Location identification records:
- - -

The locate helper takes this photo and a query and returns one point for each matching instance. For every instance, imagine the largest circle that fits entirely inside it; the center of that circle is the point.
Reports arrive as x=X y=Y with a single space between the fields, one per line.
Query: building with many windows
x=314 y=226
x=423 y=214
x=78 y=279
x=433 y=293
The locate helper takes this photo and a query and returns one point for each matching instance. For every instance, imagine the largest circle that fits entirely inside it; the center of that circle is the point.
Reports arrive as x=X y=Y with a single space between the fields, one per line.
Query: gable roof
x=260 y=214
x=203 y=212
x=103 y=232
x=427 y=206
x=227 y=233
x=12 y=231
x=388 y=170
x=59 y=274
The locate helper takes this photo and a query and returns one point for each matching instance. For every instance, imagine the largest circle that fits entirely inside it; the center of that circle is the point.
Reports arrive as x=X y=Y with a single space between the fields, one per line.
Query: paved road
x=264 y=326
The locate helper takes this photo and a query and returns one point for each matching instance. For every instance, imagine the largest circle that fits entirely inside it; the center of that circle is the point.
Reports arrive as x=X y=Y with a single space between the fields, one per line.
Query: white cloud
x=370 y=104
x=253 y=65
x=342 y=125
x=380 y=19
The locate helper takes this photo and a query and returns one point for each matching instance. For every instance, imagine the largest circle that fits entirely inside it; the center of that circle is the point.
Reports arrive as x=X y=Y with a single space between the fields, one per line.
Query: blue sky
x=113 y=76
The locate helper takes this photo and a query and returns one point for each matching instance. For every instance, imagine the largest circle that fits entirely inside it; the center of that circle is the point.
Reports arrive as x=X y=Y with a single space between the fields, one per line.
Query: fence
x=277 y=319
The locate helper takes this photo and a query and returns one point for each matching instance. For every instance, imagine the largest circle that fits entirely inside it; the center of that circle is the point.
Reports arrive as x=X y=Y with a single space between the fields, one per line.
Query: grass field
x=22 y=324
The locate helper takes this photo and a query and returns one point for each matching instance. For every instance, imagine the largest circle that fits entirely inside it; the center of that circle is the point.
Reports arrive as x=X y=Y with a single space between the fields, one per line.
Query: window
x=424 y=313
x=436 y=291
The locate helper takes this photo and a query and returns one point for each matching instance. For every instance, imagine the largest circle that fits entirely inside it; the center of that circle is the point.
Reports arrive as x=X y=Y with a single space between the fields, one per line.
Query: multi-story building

- - -

Please return every line of the records above unchanged, word for word.

### Solution to this exercise
The locate helper takes this photo and a query and returns one point for each matching instance. For every instance, imagine the largest circle that fits entirely inside it; the center of that circle is the point.
Reports arrive as x=X y=Y with a single space between the fields, one per line.
Query: building with many windows
x=314 y=226
x=423 y=214
x=78 y=279
x=433 y=293
The locate helper takes this photo and a query and returns one point for each matching instance. For every instance, imagine the largest circle that fits entirely inside it; the center of that circle is the point.
Reports arrive as x=X y=Y with a single space between the fields, one per line.
Query: gable roof
x=260 y=214
x=203 y=212
x=103 y=232
x=427 y=206
x=227 y=233
x=12 y=231
x=388 y=170
x=59 y=274
The locate helper takes this photo and a query and returns one point for each matching instance. For every instance, imagine the largest circle that fits entirely inside it; the center of that circle is the point.
Reports arrive as x=X y=Y with a single space between the fields, one per line.
Query: paved road
x=264 y=326
The locate helper takes this photo and a query and returns one point for each matching instance. For every instance, imagine the largest circle that fits entirely inside it; the center of that circle is the point.
Reports arrive as x=X y=Y with a single space between the fields, one per line.
Query: white cloud
x=370 y=104
x=253 y=65
x=342 y=125
x=380 y=19
The locate helper takes this photo and a query and returns one point for each matching instance. For every instance, imagine the largest circle that fits entirely inside it; the center of that circle is the point.
Reports arrive as x=X y=Y with a single space between the fields, one per line.
Query: blue sky
x=113 y=76
The locate helper takes this photo and a query and returns one point for each matching instance. For every instance, imagine the largest circle that fits entirely inside it; the center of that circle is the point.
Reports arrive as x=X y=Y with a single space between the fields, one per line.
Query: fence
x=277 y=319
The locate helper takes this photo and a query and returns one point for each matching instance. For every instance, imagine the largest circle that fits entirely inside it; the center of that circle is the point.
Reports arrive as x=X y=Y with a single space between the fields, one per line.
Query: grass field
x=22 y=324
The locate helper takes this photo and a query and returns one point for each matching instance. For every instance, imagine the largest circle that fits entirely inside it; the center of that circle is the point.
Reports arrive as x=X y=Y with a single space between the fields, one per line.
Query: window
x=424 y=313
x=436 y=291
The locate helper takes this photo and a query and returns one point for each matching instance. For every instance, imagine the largest circle that fits entirely inside it; the center of that circle is the point.
Reports arrive as x=X y=Y with a single space between the fields, one per line.
Query: multi-story building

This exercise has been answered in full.